= EXCERPTED TEXT =

.....

While an array of components (e.g., display components) for an
assembly are described as examples of the invention, an array of
other assemblies such as x-ray detectors, radar detectors,
micro-electro-mechanical structural elements (MEMS) or, generally,
an assembly of sensors or actuators or an assembly of circuit
elements also may be produced using the claimed invention. Thus,
for example, flexible antennas, other sensors, detectors, or an
array of circuit elements may be fabricated using one of the
embodiments of the inventions. Other aspects and methods of the
present invention as well as apparatuses formed using these methods
are described further below in conjunction with the following
figures.
BRIEF DESCRIPTION OF THE DRAWINGS
The present invention is illustrated by way of example. The
invention is not limited to the figures of the accompanying
drawings in which like references indicate similar elements.
FIG. 1A shows a planar side view of an active matrix display
backplane coupled to a rigid substrate of the prior art.
FIG. 1B shows a planar side view of an active matrix display
backplane coupled to a rigid substrate wherein a plurality of
blocks are part of the active matrix display of the prior art.

.....

= SET PROBLEM A =
Locate every line in the listing that contains the string "suit" and copy each such line. Matching is case-sensitive.
The patent excerpt has no connection to the listing that follows it.

.....

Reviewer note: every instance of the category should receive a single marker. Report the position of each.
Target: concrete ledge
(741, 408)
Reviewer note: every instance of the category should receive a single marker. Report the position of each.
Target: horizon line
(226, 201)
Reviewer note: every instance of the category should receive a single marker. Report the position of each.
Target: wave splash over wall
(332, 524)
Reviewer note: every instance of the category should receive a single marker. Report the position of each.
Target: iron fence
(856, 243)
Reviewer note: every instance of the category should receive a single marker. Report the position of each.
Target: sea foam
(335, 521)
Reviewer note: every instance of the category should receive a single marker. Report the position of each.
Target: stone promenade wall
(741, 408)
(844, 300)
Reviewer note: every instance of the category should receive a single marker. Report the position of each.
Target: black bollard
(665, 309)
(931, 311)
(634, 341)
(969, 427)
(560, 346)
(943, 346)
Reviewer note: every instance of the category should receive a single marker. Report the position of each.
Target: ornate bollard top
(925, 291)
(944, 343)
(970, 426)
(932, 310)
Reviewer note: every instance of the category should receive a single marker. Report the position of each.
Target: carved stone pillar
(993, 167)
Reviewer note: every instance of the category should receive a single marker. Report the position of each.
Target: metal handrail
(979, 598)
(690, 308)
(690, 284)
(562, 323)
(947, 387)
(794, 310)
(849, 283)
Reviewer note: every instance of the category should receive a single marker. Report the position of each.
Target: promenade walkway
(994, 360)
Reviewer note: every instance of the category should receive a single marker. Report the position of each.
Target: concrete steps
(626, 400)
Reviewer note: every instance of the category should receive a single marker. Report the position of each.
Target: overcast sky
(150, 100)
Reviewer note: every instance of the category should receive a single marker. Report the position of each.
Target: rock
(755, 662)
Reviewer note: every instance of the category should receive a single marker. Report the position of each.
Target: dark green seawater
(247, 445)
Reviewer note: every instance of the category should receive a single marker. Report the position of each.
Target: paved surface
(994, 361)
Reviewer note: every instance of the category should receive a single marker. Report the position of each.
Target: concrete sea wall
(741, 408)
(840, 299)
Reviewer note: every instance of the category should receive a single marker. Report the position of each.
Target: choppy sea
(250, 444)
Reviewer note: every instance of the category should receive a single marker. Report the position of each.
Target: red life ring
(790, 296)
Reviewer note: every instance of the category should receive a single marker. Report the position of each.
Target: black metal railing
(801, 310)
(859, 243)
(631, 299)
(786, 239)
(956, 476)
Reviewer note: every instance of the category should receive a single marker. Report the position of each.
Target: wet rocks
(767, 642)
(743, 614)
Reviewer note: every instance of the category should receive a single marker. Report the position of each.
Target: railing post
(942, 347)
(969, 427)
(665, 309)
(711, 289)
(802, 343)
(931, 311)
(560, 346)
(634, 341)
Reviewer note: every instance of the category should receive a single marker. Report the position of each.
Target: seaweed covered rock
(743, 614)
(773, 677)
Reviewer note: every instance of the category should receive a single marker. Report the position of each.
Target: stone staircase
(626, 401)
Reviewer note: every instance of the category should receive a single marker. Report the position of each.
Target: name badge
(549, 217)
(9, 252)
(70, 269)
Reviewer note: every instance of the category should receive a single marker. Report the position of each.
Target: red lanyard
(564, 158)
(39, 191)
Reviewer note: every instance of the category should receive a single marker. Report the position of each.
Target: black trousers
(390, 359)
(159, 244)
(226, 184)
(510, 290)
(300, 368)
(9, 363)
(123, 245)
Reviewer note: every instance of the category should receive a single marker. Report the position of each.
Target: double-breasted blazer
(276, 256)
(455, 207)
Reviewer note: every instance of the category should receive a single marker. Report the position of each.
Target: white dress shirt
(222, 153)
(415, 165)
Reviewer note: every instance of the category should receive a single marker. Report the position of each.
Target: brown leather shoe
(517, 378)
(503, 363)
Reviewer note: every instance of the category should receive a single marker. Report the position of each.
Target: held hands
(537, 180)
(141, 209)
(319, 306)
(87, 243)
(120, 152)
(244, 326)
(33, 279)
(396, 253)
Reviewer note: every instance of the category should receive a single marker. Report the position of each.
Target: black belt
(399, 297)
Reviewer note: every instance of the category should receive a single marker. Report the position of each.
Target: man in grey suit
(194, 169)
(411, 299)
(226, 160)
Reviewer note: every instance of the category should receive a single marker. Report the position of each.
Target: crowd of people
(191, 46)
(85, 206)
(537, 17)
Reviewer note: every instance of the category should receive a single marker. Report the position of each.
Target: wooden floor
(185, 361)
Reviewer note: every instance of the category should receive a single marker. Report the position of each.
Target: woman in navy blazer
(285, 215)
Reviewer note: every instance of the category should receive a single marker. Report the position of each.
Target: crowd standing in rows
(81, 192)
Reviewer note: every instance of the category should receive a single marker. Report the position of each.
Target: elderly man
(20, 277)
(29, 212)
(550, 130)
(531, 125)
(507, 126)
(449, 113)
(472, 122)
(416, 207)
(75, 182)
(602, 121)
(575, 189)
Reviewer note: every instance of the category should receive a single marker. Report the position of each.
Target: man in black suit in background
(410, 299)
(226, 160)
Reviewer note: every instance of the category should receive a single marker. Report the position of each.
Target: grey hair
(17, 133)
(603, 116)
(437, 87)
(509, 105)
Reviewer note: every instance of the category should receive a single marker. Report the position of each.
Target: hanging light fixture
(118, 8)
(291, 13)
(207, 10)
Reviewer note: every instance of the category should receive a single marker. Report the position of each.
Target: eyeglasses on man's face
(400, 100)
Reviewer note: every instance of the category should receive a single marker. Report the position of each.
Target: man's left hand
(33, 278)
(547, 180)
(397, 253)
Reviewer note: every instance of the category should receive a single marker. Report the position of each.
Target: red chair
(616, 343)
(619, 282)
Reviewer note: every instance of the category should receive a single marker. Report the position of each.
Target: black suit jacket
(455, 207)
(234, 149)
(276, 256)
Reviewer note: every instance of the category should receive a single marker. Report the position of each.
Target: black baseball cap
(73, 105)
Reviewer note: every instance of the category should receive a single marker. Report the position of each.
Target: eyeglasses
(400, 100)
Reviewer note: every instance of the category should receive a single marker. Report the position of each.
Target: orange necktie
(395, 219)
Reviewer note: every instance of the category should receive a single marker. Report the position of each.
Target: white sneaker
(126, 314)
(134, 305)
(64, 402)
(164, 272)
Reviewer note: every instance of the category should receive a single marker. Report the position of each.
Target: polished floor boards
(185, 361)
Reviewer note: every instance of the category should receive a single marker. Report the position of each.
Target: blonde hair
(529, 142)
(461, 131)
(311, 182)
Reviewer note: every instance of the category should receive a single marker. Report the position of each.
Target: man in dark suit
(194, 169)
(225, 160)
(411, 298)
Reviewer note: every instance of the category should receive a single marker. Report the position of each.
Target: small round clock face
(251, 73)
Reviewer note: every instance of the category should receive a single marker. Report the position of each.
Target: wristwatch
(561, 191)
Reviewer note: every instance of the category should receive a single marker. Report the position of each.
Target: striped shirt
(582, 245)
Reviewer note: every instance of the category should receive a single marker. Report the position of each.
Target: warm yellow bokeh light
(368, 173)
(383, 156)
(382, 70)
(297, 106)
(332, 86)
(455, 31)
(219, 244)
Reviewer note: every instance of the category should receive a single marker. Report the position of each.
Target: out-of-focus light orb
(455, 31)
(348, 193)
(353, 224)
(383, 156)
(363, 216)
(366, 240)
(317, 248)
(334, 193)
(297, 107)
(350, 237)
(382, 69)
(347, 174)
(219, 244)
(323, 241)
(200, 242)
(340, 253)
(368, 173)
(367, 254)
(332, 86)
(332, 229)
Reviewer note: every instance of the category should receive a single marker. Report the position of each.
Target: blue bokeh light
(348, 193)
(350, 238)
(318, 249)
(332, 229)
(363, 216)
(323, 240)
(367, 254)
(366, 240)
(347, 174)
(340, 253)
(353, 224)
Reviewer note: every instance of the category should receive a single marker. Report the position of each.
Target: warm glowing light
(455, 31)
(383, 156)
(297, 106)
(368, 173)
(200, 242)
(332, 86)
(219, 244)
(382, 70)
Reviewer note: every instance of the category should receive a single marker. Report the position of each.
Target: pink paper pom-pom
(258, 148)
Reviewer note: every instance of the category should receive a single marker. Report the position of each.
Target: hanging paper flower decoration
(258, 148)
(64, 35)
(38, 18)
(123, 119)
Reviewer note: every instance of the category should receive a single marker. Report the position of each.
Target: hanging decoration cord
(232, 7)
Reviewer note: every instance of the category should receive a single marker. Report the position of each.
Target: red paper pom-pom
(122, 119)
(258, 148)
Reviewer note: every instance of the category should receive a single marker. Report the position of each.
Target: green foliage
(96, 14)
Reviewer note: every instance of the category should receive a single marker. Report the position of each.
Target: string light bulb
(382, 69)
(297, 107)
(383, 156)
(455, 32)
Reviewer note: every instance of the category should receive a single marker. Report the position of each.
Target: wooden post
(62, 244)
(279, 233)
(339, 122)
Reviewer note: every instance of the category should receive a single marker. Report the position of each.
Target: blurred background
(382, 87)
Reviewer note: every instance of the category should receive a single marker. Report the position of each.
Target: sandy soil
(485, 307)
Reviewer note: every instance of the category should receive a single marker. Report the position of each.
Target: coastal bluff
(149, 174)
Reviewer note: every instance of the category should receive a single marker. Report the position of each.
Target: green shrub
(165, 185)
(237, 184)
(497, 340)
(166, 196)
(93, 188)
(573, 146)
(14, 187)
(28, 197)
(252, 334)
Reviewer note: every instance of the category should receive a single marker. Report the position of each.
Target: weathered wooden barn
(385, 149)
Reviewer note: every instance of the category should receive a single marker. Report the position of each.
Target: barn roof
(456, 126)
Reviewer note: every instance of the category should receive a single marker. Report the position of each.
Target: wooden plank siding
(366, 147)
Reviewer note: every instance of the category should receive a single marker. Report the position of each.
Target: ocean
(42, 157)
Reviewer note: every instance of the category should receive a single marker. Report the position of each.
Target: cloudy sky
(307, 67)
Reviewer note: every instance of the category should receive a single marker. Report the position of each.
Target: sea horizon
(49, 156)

.....

= SET PROBLEM B =
Reproduce the patent excerpt from "BRIEF DESCRIPTION OF" up to and including "substrate of the prior art.", switching every occurrence of "rigid substrate" to "glass substrate".

= TASK RESULT A =
Target: man in grey suit
Target: man in black suit in background
Target: black suit jacket
Target: man in dark suit

= TASK RESULT B =
BRIEF DESCRIPTION OF THE DRAWINGS
The present invention is illustrated by way of example. The
invention is not limited to the figures of the accompanying
drawings in which like references indicate similar elements.
FIG. 1A shows a planar side view of an active matrix display
backplane coupled to a glass substrate of the prior art.